> Instructions for the task: Reproduce the lines of the material verbatim, from the line containing "target: forested hill" down through the line containing "M 6 7 L 6 62 L 127 66 L 291 58 L 290 6 Z", both included.

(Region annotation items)
# # # # #
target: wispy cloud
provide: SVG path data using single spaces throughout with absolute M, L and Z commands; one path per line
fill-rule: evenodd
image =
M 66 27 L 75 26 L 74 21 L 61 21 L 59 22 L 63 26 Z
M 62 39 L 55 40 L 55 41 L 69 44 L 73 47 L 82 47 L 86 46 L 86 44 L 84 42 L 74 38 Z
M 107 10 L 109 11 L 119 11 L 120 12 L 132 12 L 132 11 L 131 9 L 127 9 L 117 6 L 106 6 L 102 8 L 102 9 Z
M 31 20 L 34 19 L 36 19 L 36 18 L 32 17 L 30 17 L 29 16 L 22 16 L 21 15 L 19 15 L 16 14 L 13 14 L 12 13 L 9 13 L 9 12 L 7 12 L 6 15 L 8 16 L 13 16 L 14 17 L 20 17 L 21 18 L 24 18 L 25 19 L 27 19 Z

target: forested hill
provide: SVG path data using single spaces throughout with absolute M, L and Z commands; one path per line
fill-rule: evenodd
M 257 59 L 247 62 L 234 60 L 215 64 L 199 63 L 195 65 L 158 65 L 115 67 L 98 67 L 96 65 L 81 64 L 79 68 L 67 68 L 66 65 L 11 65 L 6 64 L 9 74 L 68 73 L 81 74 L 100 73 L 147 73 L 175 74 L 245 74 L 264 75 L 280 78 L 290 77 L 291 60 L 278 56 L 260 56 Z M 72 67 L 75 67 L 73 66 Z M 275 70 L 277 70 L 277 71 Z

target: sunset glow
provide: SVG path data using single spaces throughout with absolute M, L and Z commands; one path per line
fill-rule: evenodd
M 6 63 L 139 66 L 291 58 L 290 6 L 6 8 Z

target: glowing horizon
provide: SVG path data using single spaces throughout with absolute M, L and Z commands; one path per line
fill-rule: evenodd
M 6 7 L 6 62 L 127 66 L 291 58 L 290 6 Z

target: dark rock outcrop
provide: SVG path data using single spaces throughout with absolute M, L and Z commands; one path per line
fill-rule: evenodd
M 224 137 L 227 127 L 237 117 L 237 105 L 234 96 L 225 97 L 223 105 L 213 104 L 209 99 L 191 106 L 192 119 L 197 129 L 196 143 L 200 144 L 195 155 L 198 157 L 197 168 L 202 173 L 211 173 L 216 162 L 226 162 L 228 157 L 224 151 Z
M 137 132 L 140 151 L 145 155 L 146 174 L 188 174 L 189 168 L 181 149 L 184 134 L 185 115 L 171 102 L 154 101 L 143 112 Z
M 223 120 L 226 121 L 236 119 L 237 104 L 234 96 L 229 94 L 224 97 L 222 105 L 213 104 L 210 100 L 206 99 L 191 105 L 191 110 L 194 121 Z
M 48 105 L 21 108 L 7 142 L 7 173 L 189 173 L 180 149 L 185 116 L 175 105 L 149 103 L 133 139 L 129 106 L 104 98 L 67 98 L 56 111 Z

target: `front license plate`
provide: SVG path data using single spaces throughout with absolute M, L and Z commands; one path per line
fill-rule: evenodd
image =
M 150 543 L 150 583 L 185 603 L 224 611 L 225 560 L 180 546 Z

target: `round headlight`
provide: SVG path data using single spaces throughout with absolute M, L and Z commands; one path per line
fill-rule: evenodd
# # # # #
> The completed task:
target: forested hill
provide: SVG path data using single spaces throughout with absolute M, L and Z commands; one path per line
fill-rule: evenodd
M 257 59 L 247 62 L 234 60 L 215 64 L 199 63 L 195 65 L 158 65 L 115 67 L 98 67 L 96 65 L 81 64 L 79 68 L 67 68 L 66 65 L 11 65 L 6 64 L 9 74 L 68 73 L 81 74 L 100 73 L 147 73 L 175 74 L 245 74 L 264 75 L 280 78 L 290 77 L 291 60 L 278 56 L 260 56 Z M 72 67 L 75 67 L 73 66 Z M 275 70 L 277 70 L 277 71 Z

target: sunset glow
provide: SVG path data using single spaces throughout with absolute M, L and Z commands; one path per line
fill-rule: evenodd
M 6 63 L 139 66 L 291 58 L 290 6 L 6 8 Z

target: glowing horizon
provide: SVG path data using single spaces throughout with absolute M, L and Z commands; one path per line
fill-rule: evenodd
M 6 7 L 6 62 L 127 66 L 291 58 L 290 6 Z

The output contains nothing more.